* **Work instructions**:
Rewrite the silk cocoon text between "Mutant strains a" and "for another article.", inclusive, substituting "thread" for every "silk".

* **Excerpt to read**:
::::
Mutant strains a valuable resource
The adult moth hatches (or ecloses) from the cocoon. In this process, the fibre is broken in many places. Superior quality silk however comes from an unbroken fibre, so unhatched cocoons are used for reeling. There is a contentious ‘economics versus ethics’ debate here about creating a species that depends wholly on humans (and whose unhatched cocoons we drown in hot water for better quality silk), but that is for another article.
The differently coloured cocoons arise from mutations in genes responsible for the uptake, transport, and modification of carotenoids and flavonoids. The mutant strains have become a valuable resource for scientists to study the molecular basis of how, in a relatively short span of 5,000 years, artificial selection generated such spectacular diversity.
Research on silk domestication has largely been conducted in China and Japan, although scientists from India (including from the Centre for DNA Fingerprinting and Diagnostics in Hyderabad, where this author worked), have also made some important contributions.
Combinations behind the colours
This said, earlier this year, researchers in Southwest University in Chongqing, China, proposed a model to explain how different combinations of mutations give rise to the different colours of the cocoons.
::::
* **Given records**:
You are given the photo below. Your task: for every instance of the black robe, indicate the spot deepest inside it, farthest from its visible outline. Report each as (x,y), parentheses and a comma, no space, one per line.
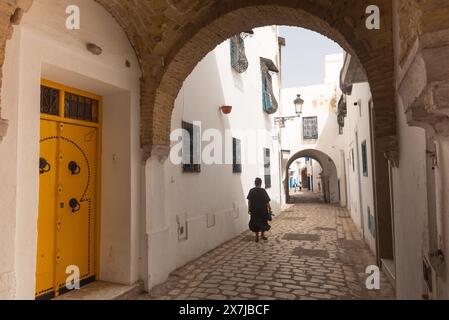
(258,200)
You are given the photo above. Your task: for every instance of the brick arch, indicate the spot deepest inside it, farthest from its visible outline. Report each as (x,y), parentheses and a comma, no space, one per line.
(171,36)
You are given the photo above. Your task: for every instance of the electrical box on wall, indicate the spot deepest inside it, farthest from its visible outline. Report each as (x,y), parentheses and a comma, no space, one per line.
(182,227)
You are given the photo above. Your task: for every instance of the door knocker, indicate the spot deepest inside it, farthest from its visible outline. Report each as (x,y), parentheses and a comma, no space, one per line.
(75,205)
(74,168)
(44,166)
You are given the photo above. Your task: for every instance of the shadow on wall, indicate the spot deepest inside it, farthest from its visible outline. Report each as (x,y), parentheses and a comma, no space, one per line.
(201,210)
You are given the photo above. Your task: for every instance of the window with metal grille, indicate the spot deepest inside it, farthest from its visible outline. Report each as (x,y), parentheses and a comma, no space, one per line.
(267,167)
(236,156)
(49,101)
(80,108)
(364,159)
(191,148)
(310,128)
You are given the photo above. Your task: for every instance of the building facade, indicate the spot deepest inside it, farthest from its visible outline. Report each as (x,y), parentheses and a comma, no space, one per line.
(89,201)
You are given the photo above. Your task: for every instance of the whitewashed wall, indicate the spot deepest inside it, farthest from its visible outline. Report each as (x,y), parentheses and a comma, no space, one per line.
(319,101)
(42,47)
(216,193)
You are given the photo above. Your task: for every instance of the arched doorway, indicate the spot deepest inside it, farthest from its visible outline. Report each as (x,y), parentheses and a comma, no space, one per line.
(329,176)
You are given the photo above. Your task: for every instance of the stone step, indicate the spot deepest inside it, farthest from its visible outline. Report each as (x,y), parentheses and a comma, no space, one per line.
(101,290)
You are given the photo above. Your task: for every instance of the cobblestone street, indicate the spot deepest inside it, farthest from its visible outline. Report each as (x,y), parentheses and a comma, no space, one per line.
(314,251)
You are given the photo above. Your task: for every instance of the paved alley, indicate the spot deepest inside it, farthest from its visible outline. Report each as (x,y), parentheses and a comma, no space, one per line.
(314,251)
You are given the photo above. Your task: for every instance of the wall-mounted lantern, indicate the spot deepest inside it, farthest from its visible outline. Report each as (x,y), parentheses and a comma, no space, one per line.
(226,109)
(299,103)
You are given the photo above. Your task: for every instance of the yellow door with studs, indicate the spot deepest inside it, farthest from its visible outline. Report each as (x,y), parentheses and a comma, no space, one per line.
(68,170)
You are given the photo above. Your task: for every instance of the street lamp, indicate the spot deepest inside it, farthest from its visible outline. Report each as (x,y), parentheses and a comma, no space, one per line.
(299,103)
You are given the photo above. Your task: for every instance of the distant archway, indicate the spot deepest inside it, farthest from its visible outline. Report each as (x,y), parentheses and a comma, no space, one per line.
(170,37)
(329,176)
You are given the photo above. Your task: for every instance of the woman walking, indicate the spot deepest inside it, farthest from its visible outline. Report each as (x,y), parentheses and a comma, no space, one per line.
(260,210)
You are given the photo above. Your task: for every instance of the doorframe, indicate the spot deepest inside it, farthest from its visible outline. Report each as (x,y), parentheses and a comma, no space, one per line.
(98,125)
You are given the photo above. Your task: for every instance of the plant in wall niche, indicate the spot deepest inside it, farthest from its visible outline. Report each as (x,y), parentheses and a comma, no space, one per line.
(226,109)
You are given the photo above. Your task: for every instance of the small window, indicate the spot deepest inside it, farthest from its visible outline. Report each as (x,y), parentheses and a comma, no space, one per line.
(364,159)
(267,168)
(80,108)
(49,101)
(191,148)
(310,128)
(236,156)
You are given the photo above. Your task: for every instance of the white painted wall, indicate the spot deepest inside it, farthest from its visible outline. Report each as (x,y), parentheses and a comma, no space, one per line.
(410,209)
(319,101)
(42,47)
(216,192)
(357,124)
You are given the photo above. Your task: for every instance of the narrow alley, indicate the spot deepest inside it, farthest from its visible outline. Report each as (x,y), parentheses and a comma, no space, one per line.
(314,251)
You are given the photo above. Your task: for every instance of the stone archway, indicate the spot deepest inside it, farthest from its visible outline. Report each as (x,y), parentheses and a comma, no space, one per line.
(329,176)
(170,37)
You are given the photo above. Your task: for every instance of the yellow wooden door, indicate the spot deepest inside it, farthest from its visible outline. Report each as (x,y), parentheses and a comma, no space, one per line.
(69,171)
(48,169)
(67,205)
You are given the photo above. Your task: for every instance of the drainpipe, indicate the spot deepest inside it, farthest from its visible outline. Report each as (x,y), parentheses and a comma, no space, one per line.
(435,252)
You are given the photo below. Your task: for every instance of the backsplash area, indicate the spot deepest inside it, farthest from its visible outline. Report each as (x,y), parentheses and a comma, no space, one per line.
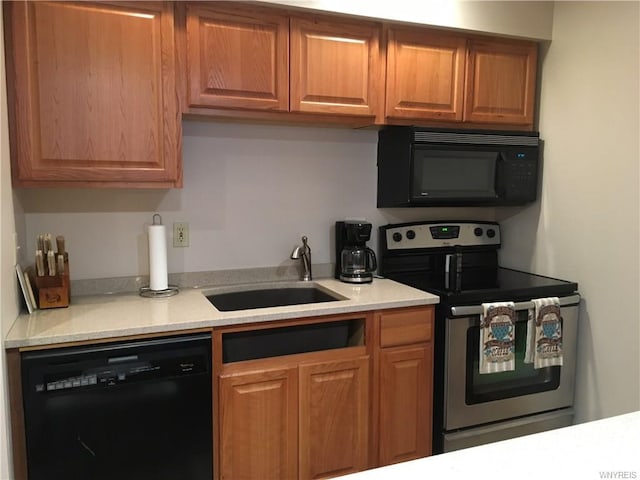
::::
* **Task response**:
Mutant strains a valuable resource
The adult moth hatches (or ecloses) from the cocoon. In this process, the fibre is broken in many places. Superior quality thread however comes from an unbroken fibre, so unhatched cocoons are used for reeling. There is a contentious ‘economics versus ethics’ debate here about creating a species that depends wholly on humans (and whose unhatched cocoons we drown in hot water for better quality thread), but that is for another article.